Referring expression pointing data
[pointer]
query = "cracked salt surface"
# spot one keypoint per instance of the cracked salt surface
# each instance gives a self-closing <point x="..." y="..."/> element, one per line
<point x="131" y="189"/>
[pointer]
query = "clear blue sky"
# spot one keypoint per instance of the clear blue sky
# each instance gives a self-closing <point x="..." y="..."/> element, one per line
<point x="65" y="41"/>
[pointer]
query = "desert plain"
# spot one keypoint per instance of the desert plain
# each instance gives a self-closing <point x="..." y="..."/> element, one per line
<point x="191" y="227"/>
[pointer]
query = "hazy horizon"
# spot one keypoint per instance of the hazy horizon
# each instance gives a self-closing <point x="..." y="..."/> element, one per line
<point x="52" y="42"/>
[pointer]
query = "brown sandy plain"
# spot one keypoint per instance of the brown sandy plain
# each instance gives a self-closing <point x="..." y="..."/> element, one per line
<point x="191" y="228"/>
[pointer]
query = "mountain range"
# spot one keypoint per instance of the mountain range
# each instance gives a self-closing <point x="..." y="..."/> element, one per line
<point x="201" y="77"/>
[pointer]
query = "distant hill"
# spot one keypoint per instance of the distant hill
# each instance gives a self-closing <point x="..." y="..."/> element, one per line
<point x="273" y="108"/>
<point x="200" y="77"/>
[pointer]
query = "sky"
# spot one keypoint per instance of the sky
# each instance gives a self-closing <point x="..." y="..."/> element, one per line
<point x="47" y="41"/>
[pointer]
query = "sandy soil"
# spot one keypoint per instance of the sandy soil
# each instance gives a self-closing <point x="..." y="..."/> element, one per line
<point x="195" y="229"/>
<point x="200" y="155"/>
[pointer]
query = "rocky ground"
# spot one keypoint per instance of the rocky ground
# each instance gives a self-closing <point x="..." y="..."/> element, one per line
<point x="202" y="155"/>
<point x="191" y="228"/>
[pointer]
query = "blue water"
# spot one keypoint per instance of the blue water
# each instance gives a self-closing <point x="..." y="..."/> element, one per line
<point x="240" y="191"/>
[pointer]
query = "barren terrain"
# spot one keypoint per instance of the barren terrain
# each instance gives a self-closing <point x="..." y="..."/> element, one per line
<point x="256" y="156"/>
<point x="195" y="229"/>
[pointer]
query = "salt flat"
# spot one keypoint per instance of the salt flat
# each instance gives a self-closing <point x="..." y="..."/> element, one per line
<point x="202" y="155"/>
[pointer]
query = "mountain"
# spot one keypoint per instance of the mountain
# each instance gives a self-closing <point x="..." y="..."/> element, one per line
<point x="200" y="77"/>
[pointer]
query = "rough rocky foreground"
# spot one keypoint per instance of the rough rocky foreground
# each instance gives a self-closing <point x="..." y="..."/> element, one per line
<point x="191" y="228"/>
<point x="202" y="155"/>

TASK: Among the lines above, return those that hold the word "foreground".

COMPLETED EXERCISE:
query = "rough rocky foreground"
# spot one keypoint per instance of the rough rocky foreground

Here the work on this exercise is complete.